Which lines of the entries below run from the one holding "Query: parking lot line marking" to the one holding "Query: silver nissan altima sedan", inclusive? Set down exactly those lines and no others.

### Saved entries
- - -
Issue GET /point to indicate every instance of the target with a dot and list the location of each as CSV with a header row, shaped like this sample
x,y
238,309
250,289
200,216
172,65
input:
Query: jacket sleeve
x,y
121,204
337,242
- - -
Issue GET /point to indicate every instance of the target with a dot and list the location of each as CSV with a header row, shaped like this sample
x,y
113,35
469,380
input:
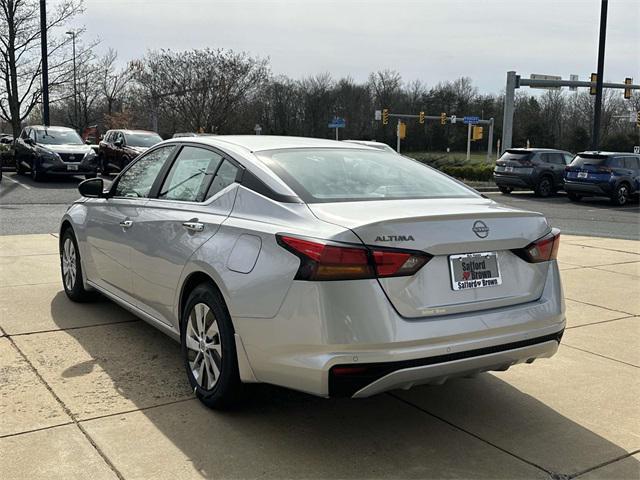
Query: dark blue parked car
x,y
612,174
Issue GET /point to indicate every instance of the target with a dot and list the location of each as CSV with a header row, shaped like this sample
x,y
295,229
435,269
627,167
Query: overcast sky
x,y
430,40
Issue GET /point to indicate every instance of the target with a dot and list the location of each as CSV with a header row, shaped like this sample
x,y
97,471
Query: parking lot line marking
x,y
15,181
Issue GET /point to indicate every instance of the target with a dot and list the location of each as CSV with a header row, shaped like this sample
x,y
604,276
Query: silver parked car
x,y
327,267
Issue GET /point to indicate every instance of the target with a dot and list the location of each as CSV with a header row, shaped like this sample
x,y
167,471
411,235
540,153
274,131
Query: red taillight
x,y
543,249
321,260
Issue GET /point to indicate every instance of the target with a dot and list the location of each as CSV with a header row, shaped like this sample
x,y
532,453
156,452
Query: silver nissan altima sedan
- - -
### Response
Query: parking lot line marking
x,y
15,181
Issue GET /point to indicate every instance of the target with a dot and list the location of each as CSV with a header row, shaped like this sample
x,y
604,276
Query: silver parked car
x,y
327,267
Issue GET /point to indicate every instance of the target with a dot and list the location of each as CSV with a header row, shaped like this sample
x,y
167,471
411,235
540,153
274,131
Query: red taillight
x,y
543,249
321,260
Issue GET /point to indicate every instance of the target with a dot and list the location of each as CSV with a header row, shaped like this sample
x,y
532,453
156,452
Query: silver nissan altima sedan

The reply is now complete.